§ Study text
=== Section Start ===
How One Clinic in Haiti Helped Save 26 Million Lives
A radical experiment in rural Haiti proved HIV treatment could work anywhere, leading to PEPFAR—a program that has now saved 26 million lives. Partners In Health has spent decades building and defending this lifesaving legacy.
In 1998, a small clinic in Cange, Haiti, started doing something experts called impossible: treating AIDS patients with the same cutting-edge medications available in New York and Paris, completely free of charge.
At the time, most global health experts believed poor countries couldn't handle complex HIV treatment. Partners In Health (PIH) set out to prove them wrong.
The HIV Equity Initiative became one of the first projects in the world to successfully deliver antiretroviral therapy in a rural, impoverished setting. Patients thrived, defying every low expectation.
Those results caught the attention of the White House. In 2002, PIH co-founder Dr. Paul Farmer presented the Haiti findings to Dr. Anthony Fauci and other officials, showing that HIV care was possible anywhere with the right support.
One year later, President George W. Bush announced PEPFAR, the President's Emergency Plan for AIDS Relief. His words captured the moment: "Seldom has history offered a greater opportunity to do so much for so many."
Since 2003, PEPFAR has saved 26 million lives and prevented millions of HIV infections across the globe. The program has enjoyed rare bipartisan support for over two decades.

PIH has remained deeply involved in shaping and defending the program. In 2007, Dr. Joia Mukherjee testified before Congress during a critical reauthorization, urging lawmakers to strengthen entire health systems, not just address the crisis.
"I urge you to build on the successes of PEPFAR," Mukherjee told the Committee on Foreign Affairs, framing it as "the beginning of a movement to strengthen health systems."
=== Section End ===
Stored data entries:
=== Section Start ===
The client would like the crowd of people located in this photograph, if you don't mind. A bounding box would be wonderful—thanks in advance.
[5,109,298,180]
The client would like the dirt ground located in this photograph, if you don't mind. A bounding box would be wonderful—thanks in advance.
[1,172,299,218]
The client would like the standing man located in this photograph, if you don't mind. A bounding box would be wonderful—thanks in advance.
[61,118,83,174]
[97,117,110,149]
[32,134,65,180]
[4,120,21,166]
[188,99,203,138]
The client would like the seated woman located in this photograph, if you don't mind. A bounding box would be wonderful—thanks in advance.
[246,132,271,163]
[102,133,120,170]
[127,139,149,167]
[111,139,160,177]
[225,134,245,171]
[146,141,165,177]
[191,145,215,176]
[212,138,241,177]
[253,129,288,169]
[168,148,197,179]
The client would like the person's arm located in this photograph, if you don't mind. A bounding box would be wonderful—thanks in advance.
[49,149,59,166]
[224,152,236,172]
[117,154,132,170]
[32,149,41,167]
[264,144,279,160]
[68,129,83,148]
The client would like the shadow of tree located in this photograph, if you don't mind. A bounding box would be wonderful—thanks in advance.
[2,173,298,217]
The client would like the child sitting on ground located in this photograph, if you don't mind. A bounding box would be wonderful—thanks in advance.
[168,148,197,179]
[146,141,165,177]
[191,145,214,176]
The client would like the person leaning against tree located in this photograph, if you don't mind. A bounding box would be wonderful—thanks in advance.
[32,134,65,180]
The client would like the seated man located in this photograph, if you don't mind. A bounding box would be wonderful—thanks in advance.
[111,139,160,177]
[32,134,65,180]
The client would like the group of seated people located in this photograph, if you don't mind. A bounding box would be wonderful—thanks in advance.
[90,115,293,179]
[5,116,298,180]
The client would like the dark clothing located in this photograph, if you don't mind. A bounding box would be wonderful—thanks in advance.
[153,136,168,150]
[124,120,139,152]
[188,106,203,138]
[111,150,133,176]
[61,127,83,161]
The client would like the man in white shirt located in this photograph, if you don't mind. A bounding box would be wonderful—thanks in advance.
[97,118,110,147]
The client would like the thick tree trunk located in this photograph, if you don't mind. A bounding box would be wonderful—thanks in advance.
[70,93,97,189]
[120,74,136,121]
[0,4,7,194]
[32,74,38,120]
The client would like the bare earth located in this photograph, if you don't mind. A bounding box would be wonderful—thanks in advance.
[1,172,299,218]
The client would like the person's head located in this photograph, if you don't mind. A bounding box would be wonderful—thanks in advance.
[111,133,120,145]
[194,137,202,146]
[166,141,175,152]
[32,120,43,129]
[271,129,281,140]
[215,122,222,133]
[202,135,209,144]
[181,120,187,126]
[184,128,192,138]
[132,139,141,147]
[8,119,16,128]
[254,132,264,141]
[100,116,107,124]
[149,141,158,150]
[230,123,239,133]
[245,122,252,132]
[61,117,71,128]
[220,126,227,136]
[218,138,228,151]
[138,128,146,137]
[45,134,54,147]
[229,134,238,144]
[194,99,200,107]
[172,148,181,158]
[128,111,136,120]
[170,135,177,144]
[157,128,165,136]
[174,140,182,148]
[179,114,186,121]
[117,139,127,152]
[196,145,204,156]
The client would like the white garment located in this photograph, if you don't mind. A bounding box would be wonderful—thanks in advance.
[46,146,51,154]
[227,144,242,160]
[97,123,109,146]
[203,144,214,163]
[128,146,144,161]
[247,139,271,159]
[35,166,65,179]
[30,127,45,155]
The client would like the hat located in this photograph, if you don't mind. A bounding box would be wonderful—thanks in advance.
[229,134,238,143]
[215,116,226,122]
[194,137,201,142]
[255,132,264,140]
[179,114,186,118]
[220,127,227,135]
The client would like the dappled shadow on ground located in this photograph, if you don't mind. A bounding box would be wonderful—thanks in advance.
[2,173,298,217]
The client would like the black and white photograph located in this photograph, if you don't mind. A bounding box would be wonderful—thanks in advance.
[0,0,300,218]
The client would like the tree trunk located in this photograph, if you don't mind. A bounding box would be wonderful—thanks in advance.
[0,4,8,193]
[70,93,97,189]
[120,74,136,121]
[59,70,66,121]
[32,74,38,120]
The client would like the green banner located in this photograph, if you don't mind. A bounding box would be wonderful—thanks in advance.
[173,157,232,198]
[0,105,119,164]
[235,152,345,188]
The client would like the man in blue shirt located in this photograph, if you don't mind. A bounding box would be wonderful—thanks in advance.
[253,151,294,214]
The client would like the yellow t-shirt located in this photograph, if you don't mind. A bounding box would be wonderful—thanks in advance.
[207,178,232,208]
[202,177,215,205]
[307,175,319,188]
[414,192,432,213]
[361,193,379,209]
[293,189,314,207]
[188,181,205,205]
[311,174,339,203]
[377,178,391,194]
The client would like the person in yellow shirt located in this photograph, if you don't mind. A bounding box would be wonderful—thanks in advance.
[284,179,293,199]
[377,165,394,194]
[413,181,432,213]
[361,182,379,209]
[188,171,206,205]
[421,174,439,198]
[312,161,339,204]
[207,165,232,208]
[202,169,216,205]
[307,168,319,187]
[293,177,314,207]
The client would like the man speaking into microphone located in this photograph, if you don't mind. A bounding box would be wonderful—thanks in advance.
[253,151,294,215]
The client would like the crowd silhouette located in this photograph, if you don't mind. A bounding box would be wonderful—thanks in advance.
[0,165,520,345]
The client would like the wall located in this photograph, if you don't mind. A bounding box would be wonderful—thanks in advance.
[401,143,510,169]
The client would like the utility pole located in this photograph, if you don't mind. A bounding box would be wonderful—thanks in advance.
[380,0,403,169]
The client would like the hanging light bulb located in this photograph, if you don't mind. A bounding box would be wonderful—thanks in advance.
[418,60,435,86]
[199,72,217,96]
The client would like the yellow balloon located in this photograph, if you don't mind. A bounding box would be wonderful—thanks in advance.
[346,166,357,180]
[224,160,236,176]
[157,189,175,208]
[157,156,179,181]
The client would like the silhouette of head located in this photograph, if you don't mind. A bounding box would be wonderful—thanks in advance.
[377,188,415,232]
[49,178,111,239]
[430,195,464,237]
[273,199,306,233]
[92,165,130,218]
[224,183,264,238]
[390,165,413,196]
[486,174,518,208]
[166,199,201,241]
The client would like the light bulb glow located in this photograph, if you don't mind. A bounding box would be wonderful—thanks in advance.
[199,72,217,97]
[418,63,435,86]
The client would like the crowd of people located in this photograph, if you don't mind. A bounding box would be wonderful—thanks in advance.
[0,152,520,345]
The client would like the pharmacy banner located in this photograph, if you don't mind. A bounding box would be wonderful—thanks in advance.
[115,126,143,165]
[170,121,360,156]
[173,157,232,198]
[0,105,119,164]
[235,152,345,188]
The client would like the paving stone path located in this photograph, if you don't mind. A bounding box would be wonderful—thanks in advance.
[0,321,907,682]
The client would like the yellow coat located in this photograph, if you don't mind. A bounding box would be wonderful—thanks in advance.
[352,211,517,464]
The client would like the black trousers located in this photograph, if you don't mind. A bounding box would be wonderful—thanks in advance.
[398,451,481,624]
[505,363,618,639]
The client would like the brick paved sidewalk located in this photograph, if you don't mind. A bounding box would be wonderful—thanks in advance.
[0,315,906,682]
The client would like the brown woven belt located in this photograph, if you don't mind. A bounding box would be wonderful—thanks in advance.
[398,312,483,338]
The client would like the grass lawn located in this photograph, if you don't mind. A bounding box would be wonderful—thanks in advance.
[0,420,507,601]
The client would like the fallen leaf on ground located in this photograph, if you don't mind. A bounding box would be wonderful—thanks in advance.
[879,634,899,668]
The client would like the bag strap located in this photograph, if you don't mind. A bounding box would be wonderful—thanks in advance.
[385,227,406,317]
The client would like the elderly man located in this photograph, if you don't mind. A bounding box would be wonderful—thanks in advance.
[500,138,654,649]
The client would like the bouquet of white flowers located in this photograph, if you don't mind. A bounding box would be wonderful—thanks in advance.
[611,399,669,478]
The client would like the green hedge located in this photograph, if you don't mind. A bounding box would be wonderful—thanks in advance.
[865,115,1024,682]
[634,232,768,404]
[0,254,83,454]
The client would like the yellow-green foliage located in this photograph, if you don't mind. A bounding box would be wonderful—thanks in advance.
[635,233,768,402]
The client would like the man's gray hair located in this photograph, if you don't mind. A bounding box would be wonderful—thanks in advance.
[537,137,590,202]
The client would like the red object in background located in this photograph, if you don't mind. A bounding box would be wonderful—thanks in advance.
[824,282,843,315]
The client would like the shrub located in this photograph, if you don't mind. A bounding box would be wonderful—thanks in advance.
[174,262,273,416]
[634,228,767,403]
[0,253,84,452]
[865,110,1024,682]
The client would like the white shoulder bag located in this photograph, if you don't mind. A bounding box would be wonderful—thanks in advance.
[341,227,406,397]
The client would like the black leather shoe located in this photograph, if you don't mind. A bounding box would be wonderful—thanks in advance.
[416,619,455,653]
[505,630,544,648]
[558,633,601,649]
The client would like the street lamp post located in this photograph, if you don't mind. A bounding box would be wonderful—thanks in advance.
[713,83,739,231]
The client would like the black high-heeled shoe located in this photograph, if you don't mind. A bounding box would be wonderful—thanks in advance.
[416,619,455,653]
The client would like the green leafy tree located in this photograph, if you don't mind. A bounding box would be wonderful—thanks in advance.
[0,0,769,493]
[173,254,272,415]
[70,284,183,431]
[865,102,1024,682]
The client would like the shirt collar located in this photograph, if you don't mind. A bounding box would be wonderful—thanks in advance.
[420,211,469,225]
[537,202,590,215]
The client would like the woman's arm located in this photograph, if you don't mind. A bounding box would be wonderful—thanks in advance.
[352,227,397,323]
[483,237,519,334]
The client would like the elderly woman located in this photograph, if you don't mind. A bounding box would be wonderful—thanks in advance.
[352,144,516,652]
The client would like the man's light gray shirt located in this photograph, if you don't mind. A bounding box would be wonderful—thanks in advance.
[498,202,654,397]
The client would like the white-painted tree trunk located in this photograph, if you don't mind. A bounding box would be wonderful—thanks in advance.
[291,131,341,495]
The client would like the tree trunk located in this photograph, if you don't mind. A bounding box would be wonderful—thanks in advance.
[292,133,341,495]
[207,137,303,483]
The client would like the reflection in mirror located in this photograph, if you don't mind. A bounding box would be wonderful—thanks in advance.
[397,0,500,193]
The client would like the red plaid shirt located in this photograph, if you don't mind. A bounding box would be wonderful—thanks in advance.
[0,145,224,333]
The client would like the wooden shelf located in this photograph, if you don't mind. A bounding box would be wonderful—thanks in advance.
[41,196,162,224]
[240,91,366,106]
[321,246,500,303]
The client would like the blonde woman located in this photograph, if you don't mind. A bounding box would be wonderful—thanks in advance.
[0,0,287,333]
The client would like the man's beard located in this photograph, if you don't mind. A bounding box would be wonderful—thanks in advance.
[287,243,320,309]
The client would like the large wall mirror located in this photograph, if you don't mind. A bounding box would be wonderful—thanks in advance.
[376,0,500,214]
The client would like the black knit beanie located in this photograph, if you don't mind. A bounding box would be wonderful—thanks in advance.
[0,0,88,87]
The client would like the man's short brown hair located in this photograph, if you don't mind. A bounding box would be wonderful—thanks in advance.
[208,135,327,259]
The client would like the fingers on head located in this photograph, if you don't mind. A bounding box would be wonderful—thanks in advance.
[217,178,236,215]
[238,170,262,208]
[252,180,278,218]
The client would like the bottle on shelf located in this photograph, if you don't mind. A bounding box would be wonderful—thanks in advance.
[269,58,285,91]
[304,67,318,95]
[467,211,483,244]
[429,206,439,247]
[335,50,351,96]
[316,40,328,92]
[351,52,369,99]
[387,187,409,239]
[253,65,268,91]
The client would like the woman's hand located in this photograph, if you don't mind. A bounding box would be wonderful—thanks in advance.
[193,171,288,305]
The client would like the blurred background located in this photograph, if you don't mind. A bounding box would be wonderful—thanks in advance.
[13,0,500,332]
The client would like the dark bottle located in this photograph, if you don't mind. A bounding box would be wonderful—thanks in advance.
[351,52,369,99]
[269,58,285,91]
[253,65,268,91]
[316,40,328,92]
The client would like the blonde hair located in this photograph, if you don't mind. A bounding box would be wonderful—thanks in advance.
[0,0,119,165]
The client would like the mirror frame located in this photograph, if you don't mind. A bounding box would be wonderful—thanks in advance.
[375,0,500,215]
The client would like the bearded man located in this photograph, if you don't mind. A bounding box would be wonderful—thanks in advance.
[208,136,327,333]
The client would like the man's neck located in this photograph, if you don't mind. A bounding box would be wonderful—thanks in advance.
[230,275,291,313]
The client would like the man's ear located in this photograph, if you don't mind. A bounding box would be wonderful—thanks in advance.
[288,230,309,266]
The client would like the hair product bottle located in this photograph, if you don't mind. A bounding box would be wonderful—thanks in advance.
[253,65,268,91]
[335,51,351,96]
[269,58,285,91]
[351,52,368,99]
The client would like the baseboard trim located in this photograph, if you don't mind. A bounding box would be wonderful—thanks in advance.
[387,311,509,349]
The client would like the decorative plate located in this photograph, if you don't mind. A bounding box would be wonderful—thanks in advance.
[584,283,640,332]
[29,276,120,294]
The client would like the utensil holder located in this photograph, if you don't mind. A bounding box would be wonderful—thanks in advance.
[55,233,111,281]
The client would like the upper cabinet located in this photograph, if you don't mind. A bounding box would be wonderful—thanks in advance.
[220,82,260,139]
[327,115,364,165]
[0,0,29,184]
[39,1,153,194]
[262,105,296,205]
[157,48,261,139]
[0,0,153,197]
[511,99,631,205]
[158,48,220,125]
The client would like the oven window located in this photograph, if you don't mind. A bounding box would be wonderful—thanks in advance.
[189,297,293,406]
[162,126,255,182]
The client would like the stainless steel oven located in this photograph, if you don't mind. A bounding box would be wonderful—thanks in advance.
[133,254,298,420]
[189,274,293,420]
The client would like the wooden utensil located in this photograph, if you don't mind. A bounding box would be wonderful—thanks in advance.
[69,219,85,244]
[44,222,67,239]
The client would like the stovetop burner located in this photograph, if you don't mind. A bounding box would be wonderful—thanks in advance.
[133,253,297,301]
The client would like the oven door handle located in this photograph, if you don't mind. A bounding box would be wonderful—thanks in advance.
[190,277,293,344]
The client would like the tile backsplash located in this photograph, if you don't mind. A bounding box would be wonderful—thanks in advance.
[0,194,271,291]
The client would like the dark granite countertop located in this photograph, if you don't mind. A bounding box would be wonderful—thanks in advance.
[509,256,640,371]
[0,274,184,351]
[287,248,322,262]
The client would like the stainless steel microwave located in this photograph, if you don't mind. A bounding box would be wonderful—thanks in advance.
=== Section End ===
§ Problem 1
Copy the PEPFAR article from "In 1998, a small" up to and including "free of charge.", renaming "Cange" as "Mirebalais".
§ Problem 2
Go on with the PEPFAR article from the point where it stops.
The records have no connection to the PEPFAR article.

§ Exercise answer 1
In 1998, a small clinic in Mirebalais, Haiti, started doing something experts called impossible: treating AIDS patients with the same cutting-edge medications available in New York and Paris, completely free of charge.

§ Exercise answer 2
Since 2018, PIH Engage—a grassroots network of volunteer organizers—has advocated annually to sustain PEPFAR funding. Their efforts helped keep funding steady or growing for years.
But in 2025, the program faced its biggest threat yet. The Trump administration froze funding, terminated 65 percent of USAID PEPFAR programs, and proposed massive cuts to foreign aid.
PIH leaders from Zanmi Lasante, Haiti's main PEPFAR implementer, returned to Congress in 2025 to defend the program they helped create. Dr. Alain Casseus reminded lawmakers of what was at stake: "Every line item in the budget, there is a person, a patient, a nurse, a family."
The Ripple Effect
What started as a radical idea in rural Haiti transformed global health policy. PIH didn't just implement programs—they provided the evidence that massive, lifesaving change was possible.
Their work proved that where you're born shouldn't determine whether you live or die from a treatable disease. That simple conviction sparked a program that has touched 26 million lives and counting.
The fight to protect PEPFAR continues, but the model remains clear: when healthcare providers listen to patients and refuse to accept inequality, the impossible becomes real.